_SUPPLIED TEXT_

## Start

To address this, Cheng and Basu47 developed a reduced complexity model using empirical data on wetland removal in 178 wetlands across the world, with 42 of them being in Europe. The dataset encompasses a large range of N removal rates, ranging from 0.01 to 7,200 g m−2 yr−1, with a median removal efficiency of 48%, findings consistent with the existing literature32,85. In the reduced complexity model developed by Cheng and Basu40, N removal by wetland i Rwet,i (in kg yr−1) can be estimated as the product of the N input into these wetlands Min,i (in kg yr−1) and the percentage wetland N removal ρwet,i:

$${R}_{{{\rm{wet}}},i}={M}_{{{\rm{in}}},i}\frac{{\rho }_{{{\rm{wet}}},i}}{100}$$
(1)

where ρwet,i can be estimated as a function of the removal rate constant ki (in d−1) and water residence times τi (in d) for that wetland using first-order removal rate kinetics:

$${\rho }_{{{\rm{wet}}},i}=(1-{{\rm{e}}}^{-{k}_{i}{\tau }_{i}})\times 100$$
(2)

Cheng and Basu47 further showed that a remarkably consistent, inverse relationship exists between both the N removal rate constant and water residence time τi and the wetland surface area SAi (in m2) and this relationship can be used to estimate removal rate constants using easily measurable surface areas:

$${\tau }_{i}=a{({{{\rm{SA}}}}_{i})}^{b}$$
(3)
$${k}_{i}=c{\tau }_{i}^{\;d}$$
(4)

where a, b, c and d are coefficients and exponents of the empirically derived relationship. One of the limitations of our model is that it does not consider the temperature dependence of the rate constant and future work should consider this dependence.

Model application to estimate wetland N removal across Europe

We estimated the first-order removal rate constant ki (in d−1) and residence time τi (in d) for each wetland in the MAES database (Supplementary Fig. 1) using the surface area from the database and equations (3) and (4). We then estimated the percentage wetland N removal ρwet,i in each wetland in the database using equation (2).

The mass of N removed by each wetland Rwet,i is a function of its N removal efficiency as well as the mass of N that is entering the wetland Min,i, which is driven by its spatial location and corresponding N inputs. For example, wetlands downstream of agricultural areas will intercept more N and thus remove more.

Spatially varying N inputs into the wetlands were estimated on the basis of the N surplus magnitudes Nsurp,i (in kg ha−1 yr−1; see ‘N surplus calculations and data sources’) mapped within HYBAS-7, the contributing area of each wetland CAi (in ha) and a reduction factor γ that quantifies the fraction of the N surplus that enters each wetland via flow through surface or subsurface pathways (equation (5)).

## End

_ENTRIES SHOWN_
## Start

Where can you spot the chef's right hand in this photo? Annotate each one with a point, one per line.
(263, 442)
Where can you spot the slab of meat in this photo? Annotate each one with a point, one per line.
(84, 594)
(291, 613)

## End

Continue the text on the wetland nitrogen removal model from the point where it stops.

_THE RESULT_
$${M}_{{{\rm{in}}},i}=\gamma {N}_{{{\rm{surp}}},i}{{{\rm{CA}}}}_{i}$$
(5)

The reduction factor γ represents the fraction of the N surplus in the wetland’s catchment area that can potentially enter the wetland, assuming that the rest is either retained in soils and groundwater or denitrified in upstream soils. We assumed a range of values for γ of 0.3–0.5 based on both monitoring- and modelling-based literature estimates of soil and watershed denitrification rates56,85 and used Monte Carlo simulations to evaluate the effect of uncertainty on wetland N load estimates. Future work should focus on using climate- and landscape-specific reduction factors to estimate wetland N inputs.

The other key factor that drives N input into a wetland is its contributing area CAi, which is challenging to estimate for each of the 2.7 million wetlands in our study36,40,86,87. We used a simplified approach, following Cheng et al.40, where we assumed a catchment area to wetland area ratio of α, with values of α based on empirically determined relationships between wetland catchment area and wetland surface area87. The empirical distribution of α values is based on catchment delineation for more than 30,000 wetlands using high-resolution lidar data in the North American Prairie Pothole Region. We used the geometric mean and standard deviation of the data to bound α in our Monte Carlo analysis (Extended Data Table 1). Future refinements of this methodology would involve delineating the watersheds of all current European wetlands.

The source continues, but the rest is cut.